Data items
= = = =

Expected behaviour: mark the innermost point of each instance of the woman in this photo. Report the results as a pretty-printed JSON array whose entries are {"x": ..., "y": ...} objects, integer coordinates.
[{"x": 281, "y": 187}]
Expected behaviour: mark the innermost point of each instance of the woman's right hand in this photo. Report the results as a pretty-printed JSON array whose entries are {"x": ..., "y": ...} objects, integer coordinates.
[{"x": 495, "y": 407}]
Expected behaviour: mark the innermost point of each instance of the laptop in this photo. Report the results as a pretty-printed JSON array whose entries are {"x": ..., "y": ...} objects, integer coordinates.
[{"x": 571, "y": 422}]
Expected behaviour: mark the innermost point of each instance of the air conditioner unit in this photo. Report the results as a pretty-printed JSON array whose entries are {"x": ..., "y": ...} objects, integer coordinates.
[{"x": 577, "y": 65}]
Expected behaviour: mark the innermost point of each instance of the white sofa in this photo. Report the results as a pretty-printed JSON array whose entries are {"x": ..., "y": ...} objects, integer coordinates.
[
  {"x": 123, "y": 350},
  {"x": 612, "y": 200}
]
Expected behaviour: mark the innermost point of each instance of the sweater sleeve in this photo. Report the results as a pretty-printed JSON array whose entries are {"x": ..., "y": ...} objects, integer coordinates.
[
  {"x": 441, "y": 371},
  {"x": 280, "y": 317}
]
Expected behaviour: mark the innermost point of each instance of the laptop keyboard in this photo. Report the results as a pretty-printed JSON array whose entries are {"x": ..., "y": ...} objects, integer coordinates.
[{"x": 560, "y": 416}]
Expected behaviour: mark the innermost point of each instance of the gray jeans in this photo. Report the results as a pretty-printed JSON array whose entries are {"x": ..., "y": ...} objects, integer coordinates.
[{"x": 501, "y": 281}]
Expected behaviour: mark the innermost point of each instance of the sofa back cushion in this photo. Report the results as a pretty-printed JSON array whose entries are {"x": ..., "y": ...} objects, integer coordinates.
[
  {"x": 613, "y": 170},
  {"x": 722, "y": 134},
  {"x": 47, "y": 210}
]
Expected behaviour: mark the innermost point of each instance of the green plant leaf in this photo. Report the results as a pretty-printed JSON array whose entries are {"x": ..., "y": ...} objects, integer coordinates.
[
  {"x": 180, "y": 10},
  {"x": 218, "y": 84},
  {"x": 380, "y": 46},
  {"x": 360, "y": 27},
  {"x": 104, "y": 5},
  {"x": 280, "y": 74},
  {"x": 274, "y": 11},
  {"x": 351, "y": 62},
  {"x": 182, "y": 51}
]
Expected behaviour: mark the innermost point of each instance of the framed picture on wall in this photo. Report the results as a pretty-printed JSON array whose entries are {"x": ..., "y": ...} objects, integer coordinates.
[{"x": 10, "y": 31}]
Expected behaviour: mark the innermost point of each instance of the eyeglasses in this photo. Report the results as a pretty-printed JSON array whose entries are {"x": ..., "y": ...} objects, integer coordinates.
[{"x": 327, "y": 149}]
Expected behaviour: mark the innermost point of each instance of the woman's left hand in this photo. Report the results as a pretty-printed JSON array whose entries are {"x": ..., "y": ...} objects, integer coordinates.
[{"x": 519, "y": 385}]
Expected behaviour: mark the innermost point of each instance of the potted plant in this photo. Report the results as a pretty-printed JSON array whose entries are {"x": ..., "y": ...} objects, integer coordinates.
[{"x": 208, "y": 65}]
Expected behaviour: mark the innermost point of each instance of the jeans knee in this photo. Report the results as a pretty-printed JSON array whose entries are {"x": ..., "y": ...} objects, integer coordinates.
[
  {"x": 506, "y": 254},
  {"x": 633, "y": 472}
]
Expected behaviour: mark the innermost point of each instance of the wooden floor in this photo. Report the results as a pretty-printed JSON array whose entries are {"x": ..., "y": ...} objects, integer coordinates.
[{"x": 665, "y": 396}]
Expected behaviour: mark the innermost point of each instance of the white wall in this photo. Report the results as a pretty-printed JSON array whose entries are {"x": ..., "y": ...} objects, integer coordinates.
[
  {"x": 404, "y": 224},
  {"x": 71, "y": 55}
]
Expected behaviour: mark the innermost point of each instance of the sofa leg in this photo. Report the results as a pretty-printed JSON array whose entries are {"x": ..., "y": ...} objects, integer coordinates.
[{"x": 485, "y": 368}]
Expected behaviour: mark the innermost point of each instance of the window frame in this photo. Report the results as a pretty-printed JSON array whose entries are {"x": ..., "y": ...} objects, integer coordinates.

= = = =

**SHORT TASK**
Write out every line of the material again, exactly as it reads.

**RESULT BELOW**
Expected behaviour: mark the innermost point of each instance of the woman in this photo. Report the results as a pretty-printed JSON array whose entries are {"x": ..., "y": ...} objects, integer coordinates.
[{"x": 281, "y": 187}]
Expected behaviour: mark the innermost point of each instance of the woman's right hand in this photo. Report the results as a pretty-printed JSON array whose entries are {"x": ..., "y": ...} objects, integer coordinates.
[{"x": 495, "y": 407}]
Expected behaviour: mark the innermost point of each instance of the laptop in this photo. Report the results as a pretty-printed JSON array whose entries are {"x": ..., "y": ...} objects, integer coordinates.
[{"x": 571, "y": 422}]
Expected behaviour: mark the innermost point of each instance of the air conditioner unit in this photo. Report the results as a pretty-printed JSON array whose entries are {"x": ..., "y": ...} objects, integer coordinates.
[{"x": 577, "y": 65}]
Expected behaviour: mark the innermost point of each instance of the white sofa in this photo. Report the results as a pretty-printed JSON array whose entries are {"x": ..., "y": ...} objects, integer coordinates.
[
  {"x": 123, "y": 350},
  {"x": 612, "y": 200}
]
Expected behaviour: mark the innermost point of each instance of the sweater sleeve in this photo. Report the results as a pretty-printed JSON array whose entries are {"x": ..., "y": ...} objects, integer coordinates.
[
  {"x": 441, "y": 371},
  {"x": 280, "y": 317}
]
Expected behaviour: mark the innermost point of each instance of the laptop keyboard in this photo. Report the results as a pretty-printed JSON array whose entries are {"x": ..., "y": ...} objects, integer coordinates.
[{"x": 560, "y": 416}]
Expected behaviour: mark the innermost point of each instance of the gray jeans in this photo. Report the results as a pretty-printed JSON array whose entries are {"x": ..., "y": ...} objects, integer coordinates.
[{"x": 501, "y": 281}]
Expected behaviour: mark the innermost point of each instance of the sofa back cushion in this photo. Report the results as a pretty-printed JSON array whose entries are {"x": ..., "y": ...} objects, integer coordinates.
[
  {"x": 613, "y": 170},
  {"x": 722, "y": 134},
  {"x": 47, "y": 210}
]
Expected behaviour: mark the innermost point of each instance of the green plant leaf in this photo. Report the results as a pretty-printed JSON array whose entries are {"x": ..., "y": ...} objects, integer coordinates.
[
  {"x": 180, "y": 10},
  {"x": 218, "y": 84},
  {"x": 380, "y": 46},
  {"x": 360, "y": 27},
  {"x": 104, "y": 5},
  {"x": 280, "y": 74},
  {"x": 274, "y": 11},
  {"x": 351, "y": 62},
  {"x": 182, "y": 51}
]
Expected behaviour: mark the innermost point of each instance of the framed picture on wall in this photo. Report the results as a pretty-printed JSON array whose entries are {"x": ..., "y": ...} objects, integer coordinates.
[{"x": 10, "y": 31}]
Expected behaviour: mark the innermost point of each instance of the eyeglasses in this photo. Report the results as a pretty-printed JSON array whose entries are {"x": ..., "y": ...} objects, integer coordinates.
[{"x": 327, "y": 149}]
Expected behaviour: mark the innermost point of each instance of the woman's left hand in this photo. Report the results as a pretty-printed JSON array whose entries are {"x": ..., "y": ...} objects, integer coordinates.
[{"x": 519, "y": 385}]
Expected behaviour: mark the innermost point of each instance of the potted plant in this photo. Report the results as a pretty-printed JSON array whose entries are {"x": ..., "y": ...} objects, integer coordinates.
[{"x": 208, "y": 65}]
Expected behaviour: mark the innermost point of each instance of the jeans knee in this photo. Report the results as a pretty-printed JSON array whose entries are {"x": ..., "y": ...} objects, integer coordinates.
[
  {"x": 506, "y": 254},
  {"x": 633, "y": 472}
]
Expected behaviour: mark the innermost point of each instance of the wooden floor in this photo. Report the results as a pretty-printed JSON array whose entries are {"x": ..., "y": ...} objects, integer coordinates.
[{"x": 665, "y": 396}]
Expected behaviour: mark the innermost point of each instance of the white wall in this photo. Report the results as a pretty-printed JSON array whose entries are {"x": ..., "y": ...} objects, integer coordinates.
[
  {"x": 404, "y": 224},
  {"x": 71, "y": 55}
]
Expected behaviour: mark the innermost point of each instance of the sofa leg in this photo. Report the results as a pretty-printed JSON array whose entries are {"x": ..., "y": ...} objects, integer coordinates.
[{"x": 485, "y": 368}]
Expected behaviour: mark the innermost point of each instance of the window frame in this photo. Report the results as a pretty-printed JSON array whose entries are {"x": ..., "y": ...} objects, integer coordinates.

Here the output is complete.